原文摘录 ::
● ● ● ●

[Cherry-Pick][Optimization] Enable text-only deployment for multimodal models by K11OntheBoat · Pull Request #7234 · PaddlePaddle/FastDeploy

K11OntheBoat · 2026-04-08T03:48:34Z

Motivation

在部署多模态模型的时候，当开启--deploy-modality 'text' 开关，获得一个干净的纯文runtime. 不会有多余的多模部分来干扰服务的资源和推理性能. 收益: xx 多模态模型在使用后, 纯文 benchamrk，QPS 提升2.5倍.

Modifications

enable_mm 代表模型具有多模态能力. enable_mm_runtime 代表多模态runtime，enable_mm_runtime=false 代表纯文runtime.

Usage or Command

多模态模型起服务带上--deploy-modality 'text'开关.

Accuracy Tests

Base 模型，打开和关闭--deploy-modality 'text' ，纯文请求的输入token和输出token一致.

Checklist

Add at least a tag in the PR title.
- Tag list: [[FDConfig],[APIServer],[Engine], [Scheduler], [PD Disaggregation], [Executor], [Graph Optimization], [Speculative Decoding], [RL], [Models], [Quantization], [Loader], [OP], [KVCache], [DataProcessor], [BugFix], [Docs], [CI], [Optimization], [Feature], [Benchmark], [Others], [XPU], [HPU], [GCU], [DCU], [Iluvatar], [Metax]]
- You can add new tags based on the PR content, but the semantics must be clear.
Format your code, run pre-commit before commit.
Add unit tests. Please write the reason in this PR if no unit tests.
Provide accuracy results.
If the current PR is submitting to the release branch, make sure the PR has been submitted to the develop branch, then cherry-pick it to the release branch with the [Cherry-Pick] PR tag.

paddle-bot · 2026-04-08T03:48:42Z

Thanks for your contribution!

CLAassistant · 2026-04-08T03:48:42Z

Thank you for your submission! We really appreciate it. Like many open source projects, we ask that you sign our Contributor License Agreement before we can accept your contribution.

liuruian seems not to be a GitHub user. You need a GitHub account to be able to sign the CLA. If you have already a GitHub account, please add the email address used for this commit to your account.
_{You have signed the CLA already but the status is still pending? Let us recheck it.}

fastdeploy-bot

🤖 AI Code Review | 2026-04-08 12:17 CST

📋 Review 摘要

PR 概述：为多模态模型提供纯文本部署模式，通过 --deploy-modality 'text' 开关获得干净的纯文本 runtime，提升 QPS 约 2.5 倍。

● ● ● ●

数据摘录 ::

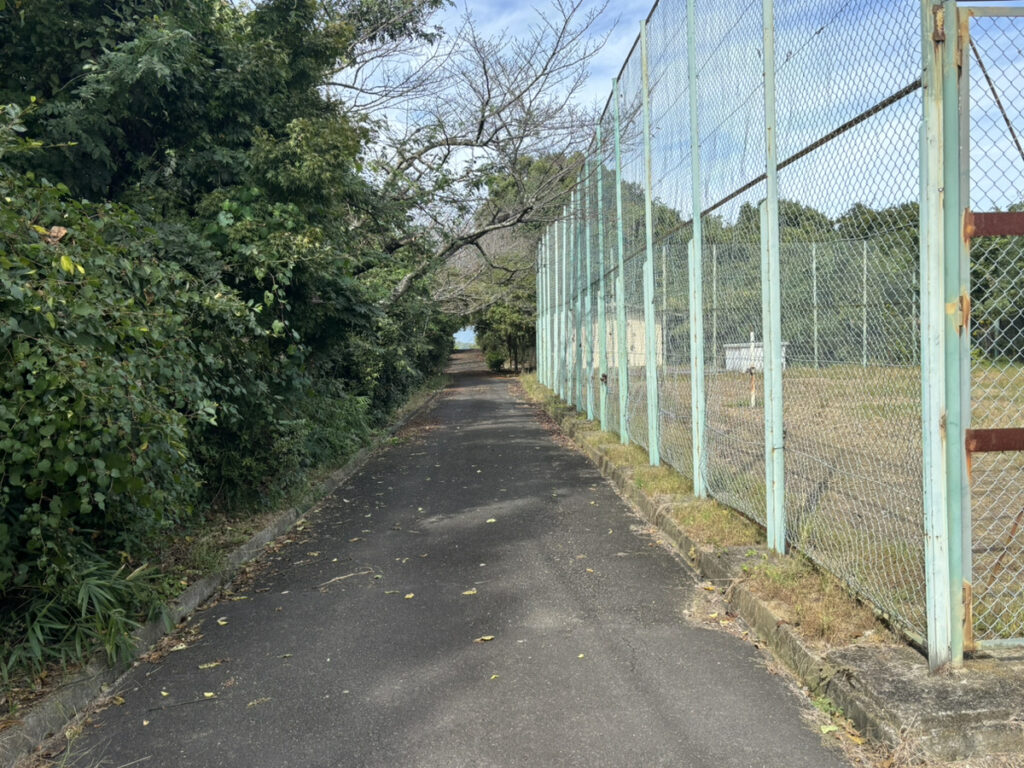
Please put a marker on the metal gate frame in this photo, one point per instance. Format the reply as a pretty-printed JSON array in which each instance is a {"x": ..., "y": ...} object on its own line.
[{"x": 976, "y": 224}]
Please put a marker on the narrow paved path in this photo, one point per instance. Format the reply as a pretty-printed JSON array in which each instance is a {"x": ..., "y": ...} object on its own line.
[{"x": 363, "y": 641}]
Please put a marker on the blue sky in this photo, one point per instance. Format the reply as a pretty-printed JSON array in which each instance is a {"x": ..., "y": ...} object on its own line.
[{"x": 622, "y": 18}]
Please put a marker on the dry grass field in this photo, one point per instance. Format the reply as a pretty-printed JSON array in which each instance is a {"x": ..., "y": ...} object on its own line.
[{"x": 853, "y": 475}]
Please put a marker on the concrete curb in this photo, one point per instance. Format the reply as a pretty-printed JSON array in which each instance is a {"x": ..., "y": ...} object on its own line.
[
  {"x": 58, "y": 709},
  {"x": 886, "y": 691}
]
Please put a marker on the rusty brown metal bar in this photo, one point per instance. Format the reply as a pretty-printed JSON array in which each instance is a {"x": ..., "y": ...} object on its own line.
[
  {"x": 992, "y": 440},
  {"x": 996, "y": 224}
]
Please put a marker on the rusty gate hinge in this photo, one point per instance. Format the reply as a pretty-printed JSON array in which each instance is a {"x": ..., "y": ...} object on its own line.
[
  {"x": 968, "y": 616},
  {"x": 964, "y": 321}
]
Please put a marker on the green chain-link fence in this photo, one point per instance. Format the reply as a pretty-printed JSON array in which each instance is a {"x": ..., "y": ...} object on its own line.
[{"x": 764, "y": 235}]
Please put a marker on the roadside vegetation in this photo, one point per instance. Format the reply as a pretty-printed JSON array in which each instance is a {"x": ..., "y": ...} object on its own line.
[{"x": 223, "y": 265}]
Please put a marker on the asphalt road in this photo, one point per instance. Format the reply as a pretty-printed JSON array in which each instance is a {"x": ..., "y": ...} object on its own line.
[{"x": 361, "y": 642}]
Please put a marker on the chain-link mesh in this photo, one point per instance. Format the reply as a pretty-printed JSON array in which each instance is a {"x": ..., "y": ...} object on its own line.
[
  {"x": 634, "y": 239},
  {"x": 995, "y": 66},
  {"x": 671, "y": 210},
  {"x": 849, "y": 107},
  {"x": 728, "y": 61}
]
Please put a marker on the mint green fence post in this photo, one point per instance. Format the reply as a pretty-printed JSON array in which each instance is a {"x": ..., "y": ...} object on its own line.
[
  {"x": 650, "y": 345},
  {"x": 587, "y": 212},
  {"x": 578, "y": 272},
  {"x": 695, "y": 262},
  {"x": 938, "y": 578},
  {"x": 771, "y": 349},
  {"x": 956, "y": 342},
  {"x": 560, "y": 229},
  {"x": 602, "y": 330},
  {"x": 624, "y": 360}
]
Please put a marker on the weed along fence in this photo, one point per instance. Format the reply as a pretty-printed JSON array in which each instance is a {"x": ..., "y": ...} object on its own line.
[{"x": 793, "y": 268}]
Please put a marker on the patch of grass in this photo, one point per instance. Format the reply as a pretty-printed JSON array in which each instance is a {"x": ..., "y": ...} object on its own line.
[
  {"x": 598, "y": 437},
  {"x": 709, "y": 522},
  {"x": 662, "y": 479},
  {"x": 629, "y": 457},
  {"x": 813, "y": 602}
]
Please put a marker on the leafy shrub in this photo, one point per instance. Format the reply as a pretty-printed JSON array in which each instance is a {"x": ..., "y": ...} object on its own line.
[{"x": 495, "y": 358}]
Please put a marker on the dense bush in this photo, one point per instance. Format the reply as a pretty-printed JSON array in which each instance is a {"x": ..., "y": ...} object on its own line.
[{"x": 213, "y": 326}]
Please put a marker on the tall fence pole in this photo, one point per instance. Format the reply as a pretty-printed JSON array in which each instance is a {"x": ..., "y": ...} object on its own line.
[
  {"x": 772, "y": 321},
  {"x": 624, "y": 360},
  {"x": 578, "y": 261},
  {"x": 563, "y": 307},
  {"x": 695, "y": 253},
  {"x": 938, "y": 578},
  {"x": 956, "y": 341},
  {"x": 650, "y": 345},
  {"x": 714, "y": 306},
  {"x": 541, "y": 311},
  {"x": 588, "y": 208},
  {"x": 552, "y": 293},
  {"x": 602, "y": 342}
]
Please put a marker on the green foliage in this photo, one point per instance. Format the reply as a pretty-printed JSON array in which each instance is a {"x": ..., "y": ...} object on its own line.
[{"x": 213, "y": 326}]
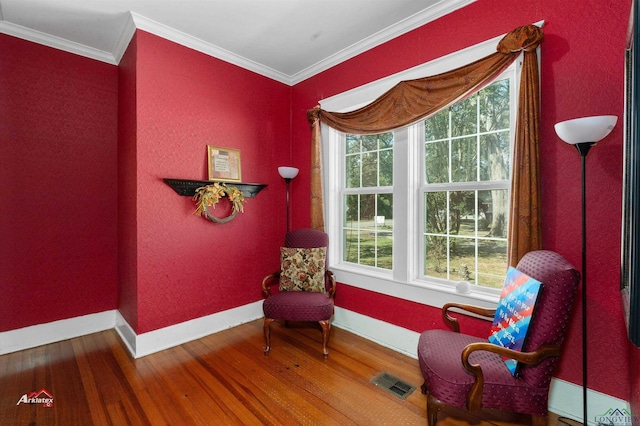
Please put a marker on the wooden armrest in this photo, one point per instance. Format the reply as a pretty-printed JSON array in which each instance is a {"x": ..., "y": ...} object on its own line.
[
  {"x": 474, "y": 399},
  {"x": 268, "y": 281},
  {"x": 453, "y": 322}
]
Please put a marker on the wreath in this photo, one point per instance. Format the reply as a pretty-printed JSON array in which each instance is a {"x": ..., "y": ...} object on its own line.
[{"x": 209, "y": 195}]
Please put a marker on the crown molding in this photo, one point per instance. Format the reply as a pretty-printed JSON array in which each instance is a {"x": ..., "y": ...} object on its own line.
[
  {"x": 408, "y": 24},
  {"x": 168, "y": 33},
  {"x": 56, "y": 42},
  {"x": 136, "y": 21}
]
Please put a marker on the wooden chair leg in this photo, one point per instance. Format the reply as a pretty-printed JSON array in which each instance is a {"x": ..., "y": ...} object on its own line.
[
  {"x": 326, "y": 328},
  {"x": 267, "y": 335},
  {"x": 433, "y": 407}
]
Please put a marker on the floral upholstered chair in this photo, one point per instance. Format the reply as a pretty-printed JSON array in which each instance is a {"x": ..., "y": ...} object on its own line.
[
  {"x": 306, "y": 286},
  {"x": 470, "y": 372}
]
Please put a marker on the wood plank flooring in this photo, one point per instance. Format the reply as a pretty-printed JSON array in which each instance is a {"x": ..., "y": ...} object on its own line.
[{"x": 221, "y": 379}]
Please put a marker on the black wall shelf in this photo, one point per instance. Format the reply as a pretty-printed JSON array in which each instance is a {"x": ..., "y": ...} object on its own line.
[{"x": 188, "y": 187}]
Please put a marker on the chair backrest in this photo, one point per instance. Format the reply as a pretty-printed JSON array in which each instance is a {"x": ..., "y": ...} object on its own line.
[
  {"x": 309, "y": 238},
  {"x": 553, "y": 310},
  {"x": 306, "y": 238}
]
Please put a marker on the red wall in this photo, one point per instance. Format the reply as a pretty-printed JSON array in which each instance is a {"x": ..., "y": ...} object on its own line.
[
  {"x": 175, "y": 266},
  {"x": 582, "y": 63},
  {"x": 58, "y": 241}
]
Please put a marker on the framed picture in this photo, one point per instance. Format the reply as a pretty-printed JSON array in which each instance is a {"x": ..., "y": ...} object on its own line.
[{"x": 224, "y": 164}]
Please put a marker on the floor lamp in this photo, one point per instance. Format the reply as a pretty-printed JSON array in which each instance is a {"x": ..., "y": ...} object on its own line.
[
  {"x": 288, "y": 173},
  {"x": 583, "y": 133}
]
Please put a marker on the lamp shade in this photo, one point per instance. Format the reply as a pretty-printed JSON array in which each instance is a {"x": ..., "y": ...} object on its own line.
[
  {"x": 288, "y": 172},
  {"x": 586, "y": 129}
]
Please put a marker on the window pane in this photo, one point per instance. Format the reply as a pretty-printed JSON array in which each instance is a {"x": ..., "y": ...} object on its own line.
[
  {"x": 353, "y": 144},
  {"x": 352, "y": 171},
  {"x": 369, "y": 143},
  {"x": 367, "y": 211},
  {"x": 462, "y": 259},
  {"x": 494, "y": 156},
  {"x": 386, "y": 167},
  {"x": 457, "y": 225},
  {"x": 369, "y": 169},
  {"x": 437, "y": 126},
  {"x": 464, "y": 159},
  {"x": 493, "y": 207},
  {"x": 351, "y": 214},
  {"x": 437, "y": 162},
  {"x": 385, "y": 250},
  {"x": 351, "y": 245},
  {"x": 368, "y": 230},
  {"x": 492, "y": 264},
  {"x": 494, "y": 105},
  {"x": 384, "y": 213},
  {"x": 435, "y": 212},
  {"x": 385, "y": 140},
  {"x": 464, "y": 117},
  {"x": 435, "y": 249}
]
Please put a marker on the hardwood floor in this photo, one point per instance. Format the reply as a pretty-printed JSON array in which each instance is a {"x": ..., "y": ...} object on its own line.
[{"x": 220, "y": 379}]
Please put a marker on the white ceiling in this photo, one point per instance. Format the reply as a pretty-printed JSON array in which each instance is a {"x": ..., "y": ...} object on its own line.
[{"x": 287, "y": 40}]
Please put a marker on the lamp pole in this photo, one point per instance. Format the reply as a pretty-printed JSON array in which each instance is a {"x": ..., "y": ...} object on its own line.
[
  {"x": 288, "y": 182},
  {"x": 288, "y": 173},
  {"x": 583, "y": 148},
  {"x": 583, "y": 133}
]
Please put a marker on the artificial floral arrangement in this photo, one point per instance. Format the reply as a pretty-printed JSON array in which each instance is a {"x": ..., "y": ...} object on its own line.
[{"x": 209, "y": 196}]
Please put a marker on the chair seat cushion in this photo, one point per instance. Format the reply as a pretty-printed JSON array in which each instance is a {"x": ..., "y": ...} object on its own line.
[
  {"x": 447, "y": 380},
  {"x": 298, "y": 306}
]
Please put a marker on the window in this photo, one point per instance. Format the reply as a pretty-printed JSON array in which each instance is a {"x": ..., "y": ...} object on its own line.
[
  {"x": 368, "y": 200},
  {"x": 465, "y": 188},
  {"x": 412, "y": 212}
]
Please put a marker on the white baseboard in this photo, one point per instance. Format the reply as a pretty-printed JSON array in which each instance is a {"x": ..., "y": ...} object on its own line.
[
  {"x": 177, "y": 334},
  {"x": 42, "y": 334},
  {"x": 565, "y": 398}
]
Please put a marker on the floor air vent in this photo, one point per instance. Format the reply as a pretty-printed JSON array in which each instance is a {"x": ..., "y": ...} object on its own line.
[{"x": 393, "y": 385}]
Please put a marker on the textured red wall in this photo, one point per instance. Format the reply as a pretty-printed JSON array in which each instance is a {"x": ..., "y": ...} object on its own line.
[
  {"x": 182, "y": 266},
  {"x": 58, "y": 242},
  {"x": 582, "y": 64}
]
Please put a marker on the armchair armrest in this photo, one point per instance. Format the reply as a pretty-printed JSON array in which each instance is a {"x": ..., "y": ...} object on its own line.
[
  {"x": 272, "y": 279},
  {"x": 268, "y": 281},
  {"x": 474, "y": 398},
  {"x": 453, "y": 322}
]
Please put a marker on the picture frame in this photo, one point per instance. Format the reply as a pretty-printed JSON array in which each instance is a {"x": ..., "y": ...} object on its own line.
[{"x": 224, "y": 164}]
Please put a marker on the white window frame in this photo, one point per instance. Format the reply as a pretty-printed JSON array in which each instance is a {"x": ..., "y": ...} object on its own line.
[{"x": 404, "y": 280}]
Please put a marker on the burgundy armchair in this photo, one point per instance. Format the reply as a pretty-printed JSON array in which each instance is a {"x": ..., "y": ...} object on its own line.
[
  {"x": 312, "y": 306},
  {"x": 468, "y": 372}
]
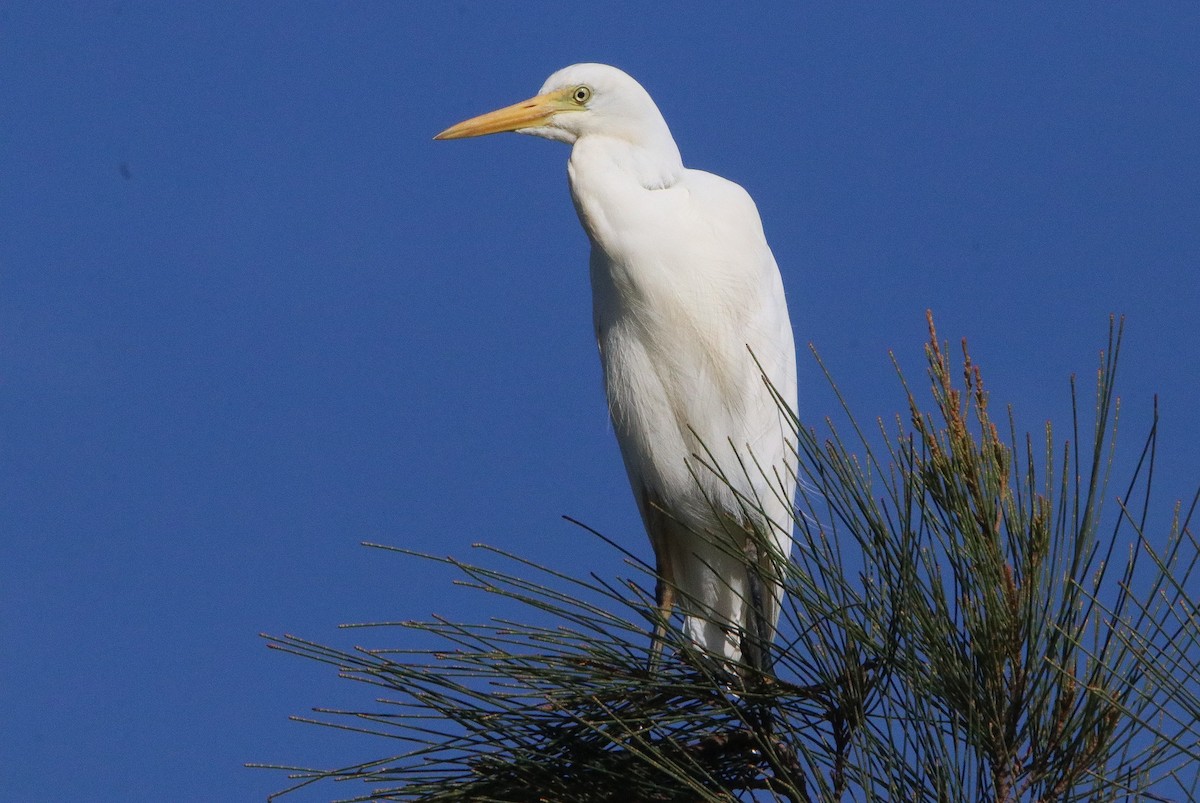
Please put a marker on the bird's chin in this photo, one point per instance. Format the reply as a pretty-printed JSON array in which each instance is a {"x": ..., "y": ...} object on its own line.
[{"x": 550, "y": 132}]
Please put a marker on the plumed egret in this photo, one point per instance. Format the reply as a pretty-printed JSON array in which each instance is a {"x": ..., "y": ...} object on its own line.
[{"x": 695, "y": 342}]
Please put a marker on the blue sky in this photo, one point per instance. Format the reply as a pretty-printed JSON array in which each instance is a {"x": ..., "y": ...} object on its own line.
[{"x": 251, "y": 315}]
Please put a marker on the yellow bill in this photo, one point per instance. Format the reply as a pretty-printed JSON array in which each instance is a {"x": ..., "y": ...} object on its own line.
[{"x": 527, "y": 114}]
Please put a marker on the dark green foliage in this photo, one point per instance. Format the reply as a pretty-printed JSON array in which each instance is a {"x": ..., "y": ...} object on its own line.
[{"x": 966, "y": 619}]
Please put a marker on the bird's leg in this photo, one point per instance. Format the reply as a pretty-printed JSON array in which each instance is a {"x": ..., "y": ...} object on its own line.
[
  {"x": 756, "y": 643},
  {"x": 664, "y": 595}
]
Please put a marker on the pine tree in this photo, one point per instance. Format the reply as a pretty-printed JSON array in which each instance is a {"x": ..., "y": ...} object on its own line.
[{"x": 969, "y": 617}]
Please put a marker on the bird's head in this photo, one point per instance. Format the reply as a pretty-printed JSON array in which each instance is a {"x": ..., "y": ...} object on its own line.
[{"x": 575, "y": 102}]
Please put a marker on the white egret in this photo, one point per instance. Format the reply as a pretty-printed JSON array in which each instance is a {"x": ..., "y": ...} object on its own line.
[{"x": 694, "y": 334}]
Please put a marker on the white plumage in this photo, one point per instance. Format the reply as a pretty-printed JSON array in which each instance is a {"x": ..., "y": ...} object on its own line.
[{"x": 687, "y": 297}]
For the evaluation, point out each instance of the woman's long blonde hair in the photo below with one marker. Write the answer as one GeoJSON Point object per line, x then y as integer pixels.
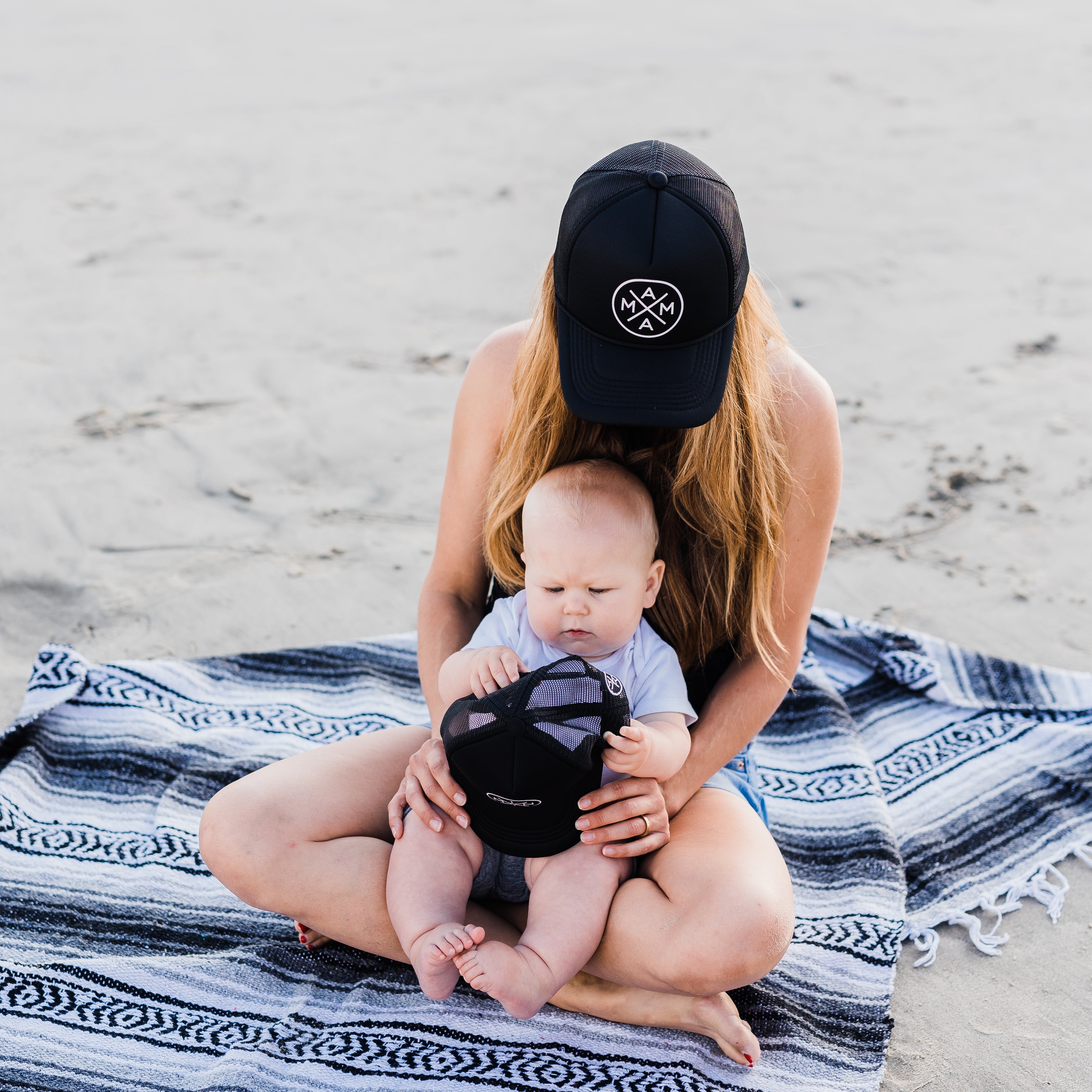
{"type": "Point", "coordinates": [720, 490]}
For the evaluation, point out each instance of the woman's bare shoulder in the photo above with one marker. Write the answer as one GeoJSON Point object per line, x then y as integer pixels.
{"type": "Point", "coordinates": [805, 400]}
{"type": "Point", "coordinates": [485, 398]}
{"type": "Point", "coordinates": [495, 359]}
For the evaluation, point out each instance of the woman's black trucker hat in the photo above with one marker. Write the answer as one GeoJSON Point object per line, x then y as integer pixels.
{"type": "Point", "coordinates": [649, 271]}
{"type": "Point", "coordinates": [528, 753]}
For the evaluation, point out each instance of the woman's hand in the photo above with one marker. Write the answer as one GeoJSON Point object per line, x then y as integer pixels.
{"type": "Point", "coordinates": [428, 781]}
{"type": "Point", "coordinates": [633, 808]}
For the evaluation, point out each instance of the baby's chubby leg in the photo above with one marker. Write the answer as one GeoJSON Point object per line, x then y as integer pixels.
{"type": "Point", "coordinates": [428, 882]}
{"type": "Point", "coordinates": [571, 898]}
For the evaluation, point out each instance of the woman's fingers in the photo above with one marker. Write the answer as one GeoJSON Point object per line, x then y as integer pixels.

● ● ● ●

必做任务 ::
**A.** 按照原文摘录的说法，部署多模态模型时打开 --deploy-modality 'text' 开关，是为了解决什么问题？请用一到三句话回答。
**B.** 对照原文摘录，判断下面三种说法是否相符：(i) enable_mm_runtime=false 表示纯文 runtime；(ii) enable_mm 表示多模态 runtime；(iii) 在 Base 模型上打开和关闭 --deploy-modality 'text'，纯文请求的输入 token 和输出 token 会不一样。每条回答"是"或"否"，并原样引用起决定作用的原文。

逐题解答 ::
**A.** 打开这个开关能得到一个干净的纯文 runtime。这样服务里不会有多余的多模态部分，也就不会干扰服务的资源和推理性能。

**B.**
(i) 是："enable_mm_runtime=false 代表纯文runtime"
(ii) 否："enable_mm 代表模型具有多模态能力"
(iii) 否："纯文请求的输入token和输出token一致"